▸ **Selection**
Cholesky Decomposition and Linear Programming on a GPU

June 6th, 2006

Rapid evolution of GPUs in performance, architecture, and programmability provides general and scientific computational potential beyond their primary purpose, graphics processing. This work presents an efficient algorithm for solving symmetric and positive definite linear systems using the GPU. Using the decomposition algorithm and other basic building blocks for linear algebra on the GPU, the paper demonstrates a GPU-powered linear program solver based on a Primal-Dual Interior-Point Method. (Cholesky Decomposition and Linear Programming on a GPU, Jin Hyuk Jung, Scholarly Paper Directed by Dianne P. O’Leary, Department of Computer Science, University of Maryland, 2006.)

GPUFFTW: High Performance GPU-based FFT Library

May 30th, 2006

This paper by Govindaraju et al. describes a high-performance FFT algorithm on GPUs. The algorithm is highly tuned for GPUs using memory optimizations. It further improves performance using pipelining strategies. In practice, it is able to achieve 4x higher computational performance on a $500 NVIDIA GPU than optimized single precision FFT algorithms on high-end CPUs costing $1500. (“Efficient memory model for scientific algorithms on graphics processors”, Naga Govindaraju, Scott Larsen, Jim Gray and Dinesh Manocha, UNC Tech. Report 2006)

Universal employment of modern graphics hardware by the example of the optimization of a speech recognition system

May 24th, 2006

In this masters thesis by Christian Fenzl (accomplished at the University of Applied Sciences in Darmstadt), an easy to use framework is implemented with additional demos to show the main concepts of gpgpu. Furthermore, a demo implementation is included which calculates scores on feature vectors used in a speech recognition system (about 12 times faster than an equivalent cpu implementation). An application with several demos using the framework including the fully documented source code (English) and the paper itself (German) is available. The framework code is recommended especially for gpgpu beginners to look into the OpenGL and DirectX code which shows how gpgpu programs can be developed.

▸ **Stored records**
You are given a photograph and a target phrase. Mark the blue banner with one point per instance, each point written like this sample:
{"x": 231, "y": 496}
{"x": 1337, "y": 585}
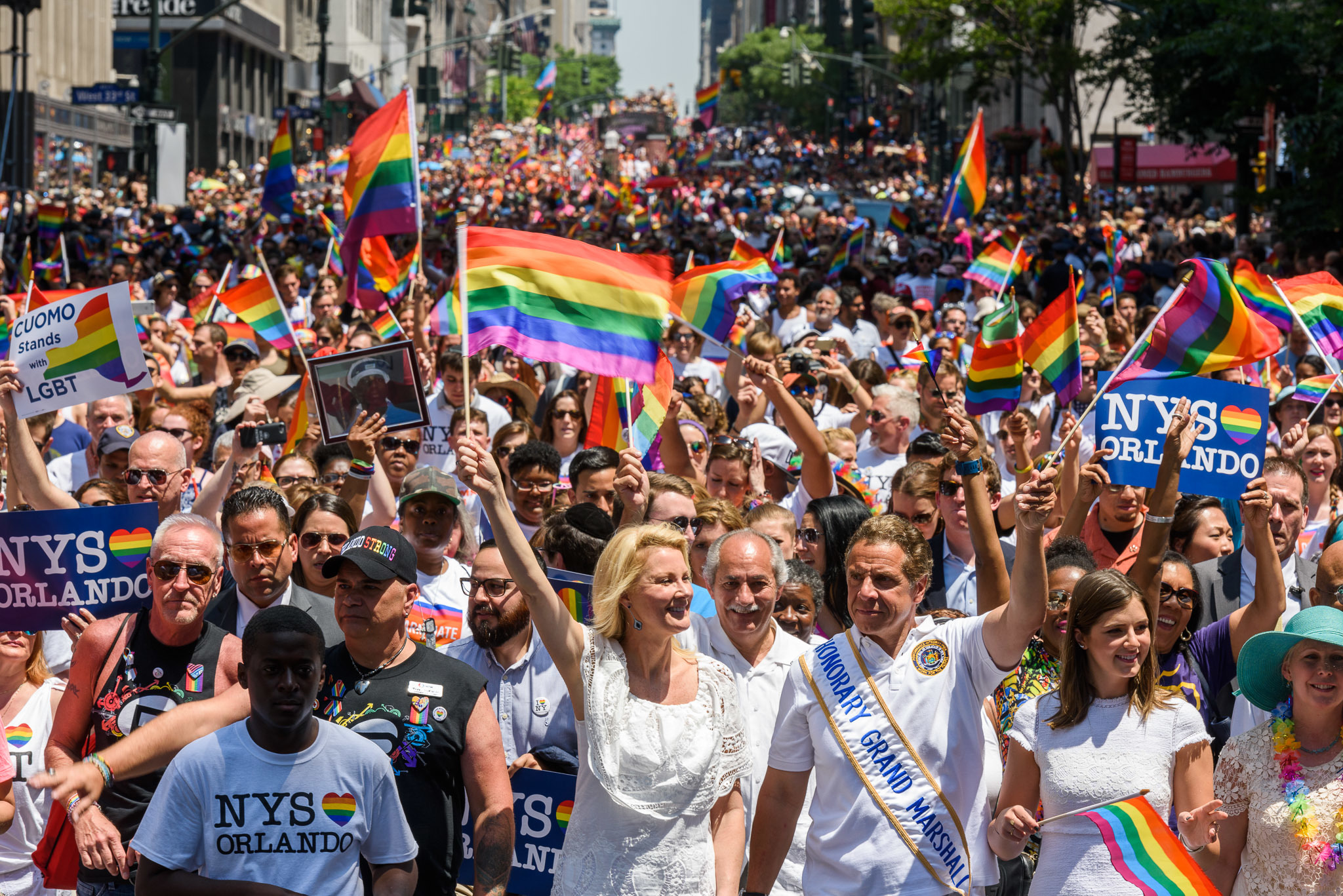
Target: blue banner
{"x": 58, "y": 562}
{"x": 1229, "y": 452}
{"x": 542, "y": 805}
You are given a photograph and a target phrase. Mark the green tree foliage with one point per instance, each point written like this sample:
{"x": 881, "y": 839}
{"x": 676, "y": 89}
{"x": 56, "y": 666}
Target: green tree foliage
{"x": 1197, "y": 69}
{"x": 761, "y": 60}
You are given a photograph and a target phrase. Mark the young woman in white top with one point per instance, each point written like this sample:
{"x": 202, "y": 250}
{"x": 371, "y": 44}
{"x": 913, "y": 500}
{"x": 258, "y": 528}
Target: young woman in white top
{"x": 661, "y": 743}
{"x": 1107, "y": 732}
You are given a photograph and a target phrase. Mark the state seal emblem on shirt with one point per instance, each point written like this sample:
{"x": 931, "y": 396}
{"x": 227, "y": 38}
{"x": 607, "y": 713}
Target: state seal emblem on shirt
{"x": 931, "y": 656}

▸ **Objectives**
1 - Write out the passage of the GPU research text between "GPUFFTW: High Performance" and "Tech. Report 2006)", inclusive.
2 - Continue the text on GPU computing research from the point at which it stops.

▸ **Expected results**
1 -
GPUFFTW: High Performance GPU-based FFT Library

May 30th, 2006

This paper by Govindaraju et al. describes a high-performance FFT algorithm on GPUs. The algorithm is highly tuned for GPUs using memory optimizations. It further improves performance using pipelining strategies. In practice, it is able to achieve 4x higher computational performance on a $500 NVIDIA GPU than optimized single precision FFT algorithms on high-end CPUs costing $1500. (“Efficient memory model for scientific algorithms on graphics processors”, Naga Govindaraju, Scott Larsen, Jim Gray and Dinesh Manocha, UNC Tech. Report 2006)

2 -
Floating-Point Computation with Just Enough Accuracy

May 24th, 2006

This paper by Dietz et al. from ICCS 2006 details and microbenchmarks the use of pairs of native precision values to obtain higher accuracy results using DSP, SWAR, and GPU hardware. It also dicusses a way to speculatively use lower precision, recomputing with higher precision only when accuracy constraints are not met.(Floating-Point Computation with Just Enough Accuracy)

GPUTeraSort: High Performance Graphics Coprocessor Sorting for Large Database Management

April 4th, 2006

GPUTeraSort sorts billion-record wide-key databases using the data and task parallelism on the graphics processing unit (GPU) to perform memory-intensive and compute-intensive tasks while the CPU performs I/O and resource management. It exploits both the high-bandwidth GPU memory interface and the lower-bandwidth CPU main memory interface to achieve higher aggregate memory bandwidth than purely CPU-based algorithms. It also pipelines disk transfers to achieve near-peak I/O performance. GPUTera-Sort is a two-phase task pipeline: (1) read disk, build keys, sort using the GPU, generate runs, write disk, and (2) read, merge, write. We tested the performance of GPUTeraSort on billion-record files using the standard Sort benchmark. In practice, a 3 GHz Pentium IV PC with $265 NVIDIA 7800 GT GPU is significantly faster than optimized CPU-based algorithms on much faster processors, sorting 60GB for a penny; the best reported PennySort price-performance. These results suggest that a GPU co-processor can significantly improve performance on large data processing tasks. (GPUTeraSort: High Performance Graphics Coprocessor Sorting for Large Database Management. Naga K. Govindaraju, Jim Gray, Ritesh Kumar, and Dinesh Manocha. Proceedings of ACM SIGMOD 2006.)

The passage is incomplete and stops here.